Assessment for Slovaks in the Czech Republic
|Publisher||Minorities at Risk Project|
|Publication Date||31 December 2003|
|Cite as||Minorities at Risk Project, Assessment for Slovaks in the Czech Republic, 31 December 2003, available at: http://www.refworld.org/docid/469f3a6d33.html [accessed 27 December 2014]|
|Disclaimer||This is not a UNHCR publication. UNHCR is not responsible for, nor does it necessarily endorse, its content. Any views expressed are solely those of the author or publisher and do not necessarily reflect those of UNHCR, the United Nations or its Member States.|
The Slovaks in the Czech Republic have none of the risks of rebellion. The minority is by far the most advantaged one in the country. While they have suffered some discrimination in matters of education and politics, their demands are slowly being met. Positive changes such as the amending of Czech citizenship law with regards to Slovaks, further decrease the likelihood of violent conflict between the two groups.

### DATA EXCERPT

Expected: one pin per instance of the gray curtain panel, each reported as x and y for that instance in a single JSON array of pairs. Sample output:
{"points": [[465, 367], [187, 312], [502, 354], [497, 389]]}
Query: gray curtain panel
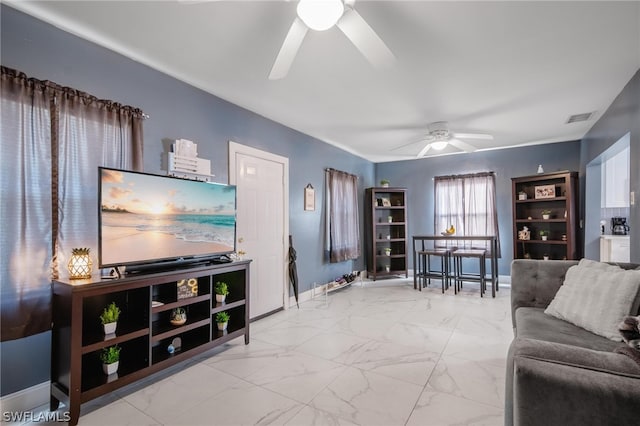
{"points": [[468, 202], [53, 140], [343, 226]]}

### WHAT TO WORK ON
Copy out the assessment of Slovaks in the Czech Republic from above, word for word and in full.

### RESULT OF THIS EXERCISE
Assessment for Slovaks in the Czech Republic
|Publisher||Minorities at Risk Project|
|Publication Date||31 December 2003|
|Cite as||Minorities at Risk Project, Assessment for Slovaks in the Czech Republic, 31 December 2003, available at: http://www.refworld.org/docid/469f3a6d33.html [accessed 27 December 2014]|
|Disclaimer||This is not a UNHCR publication. UNHCR is not responsible for, nor does it necessarily endorse, its content. Any views expressed are solely those of the author or publisher and do not necessarily reflect those of UNHCR, the United Nations or its Member States.|
The Slovaks in the Czech Republic have none of the risks of rebellion. The minority is by far the most advantaged one in the country. While they have suffered some discrimination in matters of education and politics, their demands are slowly being met. Positive changes such as the amending of Czech citizenship law with regards to Slovaks, further decrease the likelihood of violent conflict between the two groups.